**Instrução proposta A**
Reescreva o trecho da listagem que vai da linha com "Signal-phase audit: put a marker on every instance of the tire" até o fim da listagem, ambos os extremos incluídos. Troque "grassy hill" por "grassy slope" e mantenha todo o resto inalterado.

**Texto de leitura**

========

A mãe da menina maltratada pelo padrasto em Araçatuba (SP), Sara de Andrade Ferreira, de 21 anos, falou pela primeira vez sobre a suspeita da polícia de que ela sabia da existência dos vídeos em que o marido, o empresário Maurício Moraes Scaranello, de 35 anos, torturava psicologicamente sua filha, de dois anos. Em um dos vídeos encontrados pela polícia no celular de Scaranello, que está preso desde o dia 26, ele impede a menina de dormir dando gritos para que ela permaneça acordada. Em outro, o padrasto dá uma cebola para a menina e insiste: "Come, é maçã".
Sara afirma que nunca imaginou que o marido fazia isso com a menina. "Na hora em que vi os vídeos senti muita raiva, porque até então eu confiava nele, eu deixava minha filha com ele. Nunca imaginei que isso ia acontecer, que ia vim da parte dele. O que ele fez não é certo, por mais que ele julgue que é uma brincadeira. Lógico que ele errou, ele está totalmente errado, tanto que está onde está", diz.

========

**Registros fornecidos**
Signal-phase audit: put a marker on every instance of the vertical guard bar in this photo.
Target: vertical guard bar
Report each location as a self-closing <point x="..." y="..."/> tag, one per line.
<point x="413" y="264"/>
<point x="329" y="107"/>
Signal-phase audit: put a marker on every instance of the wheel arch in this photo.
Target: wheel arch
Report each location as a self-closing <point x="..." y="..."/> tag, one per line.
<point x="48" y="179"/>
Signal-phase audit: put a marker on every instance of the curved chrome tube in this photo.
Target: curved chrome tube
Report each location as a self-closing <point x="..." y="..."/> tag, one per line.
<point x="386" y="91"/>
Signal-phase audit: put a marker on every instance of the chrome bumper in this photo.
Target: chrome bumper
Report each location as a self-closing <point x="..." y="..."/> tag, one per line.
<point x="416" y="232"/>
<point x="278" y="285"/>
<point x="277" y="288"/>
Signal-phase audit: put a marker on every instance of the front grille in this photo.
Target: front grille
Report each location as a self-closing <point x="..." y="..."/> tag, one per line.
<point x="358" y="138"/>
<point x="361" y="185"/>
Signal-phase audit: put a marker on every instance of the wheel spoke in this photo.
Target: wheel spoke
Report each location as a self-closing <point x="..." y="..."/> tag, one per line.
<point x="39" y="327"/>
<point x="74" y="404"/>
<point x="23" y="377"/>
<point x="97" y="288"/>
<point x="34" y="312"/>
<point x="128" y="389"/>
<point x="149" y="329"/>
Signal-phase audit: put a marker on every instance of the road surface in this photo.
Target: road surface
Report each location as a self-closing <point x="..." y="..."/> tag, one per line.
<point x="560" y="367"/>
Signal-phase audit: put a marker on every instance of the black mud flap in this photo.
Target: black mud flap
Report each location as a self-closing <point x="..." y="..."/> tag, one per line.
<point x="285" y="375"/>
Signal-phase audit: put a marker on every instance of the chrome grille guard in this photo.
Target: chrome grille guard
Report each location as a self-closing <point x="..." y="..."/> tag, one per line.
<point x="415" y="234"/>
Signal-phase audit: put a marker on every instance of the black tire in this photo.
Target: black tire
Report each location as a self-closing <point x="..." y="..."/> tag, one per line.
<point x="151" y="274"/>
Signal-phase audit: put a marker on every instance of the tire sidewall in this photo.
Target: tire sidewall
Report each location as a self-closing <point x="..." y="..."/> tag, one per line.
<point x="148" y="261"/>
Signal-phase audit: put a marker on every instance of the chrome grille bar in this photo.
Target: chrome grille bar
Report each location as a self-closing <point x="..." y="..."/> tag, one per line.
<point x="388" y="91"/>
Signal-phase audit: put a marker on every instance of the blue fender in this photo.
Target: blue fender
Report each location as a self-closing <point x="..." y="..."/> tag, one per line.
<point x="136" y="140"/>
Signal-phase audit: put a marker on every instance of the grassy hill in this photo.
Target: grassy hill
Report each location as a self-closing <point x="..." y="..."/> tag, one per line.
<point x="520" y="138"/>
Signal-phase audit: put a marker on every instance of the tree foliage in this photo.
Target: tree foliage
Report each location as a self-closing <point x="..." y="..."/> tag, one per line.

========

**Instrução proposta B**
Dê seguimento ao texto sobre a menina maltratada pelo padrasto em Araçatuba a partir do ponto em que ele termina.

**Resultado final A**
Signal-phase audit: put a marker on every instance of the tire sidewall in this photo.
Target: tire sidewall
Report each location as a self-closing <point x="..." y="..."/> tag, one per line.
<point x="148" y="261"/>
Signal-phase audit: put a marker on every instance of the chrome grille bar in this photo.
Target: chrome grille bar
Report each location as a self-closing <point x="..." y="..."/> tag, one per line.
<point x="388" y="91"/>
Signal-phase audit: put a marker on every instance of the blue fender in this photo.
Target: blue fender
Report each location as a self-closing <point x="..." y="..."/> tag, one per line.
<point x="136" y="140"/>
Signal-phase audit: put a marker on every instance of the grassy slope in this photo.
Target: grassy slope
Report each location as a self-closing <point x="..." y="..."/> tag, one per line.
<point x="520" y="138"/>
Signal-phase audit: put a marker on every instance of the tree foliage in this photo.
Target: tree foliage
Report each location as a self-closing <point x="..." y="..."/> tag, one per line.

**Resultado final B**
Scaranello está preso desde o dia 26. Ele já prestou depoimento duas vezes e justificou os vídeos como uma "brincadeira" entre ele e a menina. O empresário foi transferido nesta sexta-feira (3) para a penitenciária de Andradina.
Sara também foi indiciada por tortura após o laudo da perícia feita no computador e nos celulares do casal apontarem que ela participava de alguns vídeos. A jovem perdeu a guarda da filha, que foi levada para um abrigo provisório até que o Conselho Tutelar decida com quem ela deve ficar.
"Tudo que estão falando tem me magoado, porque ninguém conhece meu coração, as pessoas estão falando que eu sabia dos vídeos, eu não sabia de maneira nenhuma. Foi um susto pra mim, demonstra que eu não conhecia a pessoa com quem eu morava. Tudo isso está sendo um choque pra mim. Os vídeos têm sido um choque pra mim, procuro nem ver televisão porque isso me magoa demais."
Em vídeo, criança aparece querendo dormir e
padrasto não deixa (Foto: Reprodução/ TV TEM)
O empresário foi preso no dia 26, na casa onde mora, em um condomínio de luxo emAraçatuba (SP). A polícia disse que a menina estava trancada sozinha dentro de um quarto e que encontrou fotos da enteada nua no celular dele.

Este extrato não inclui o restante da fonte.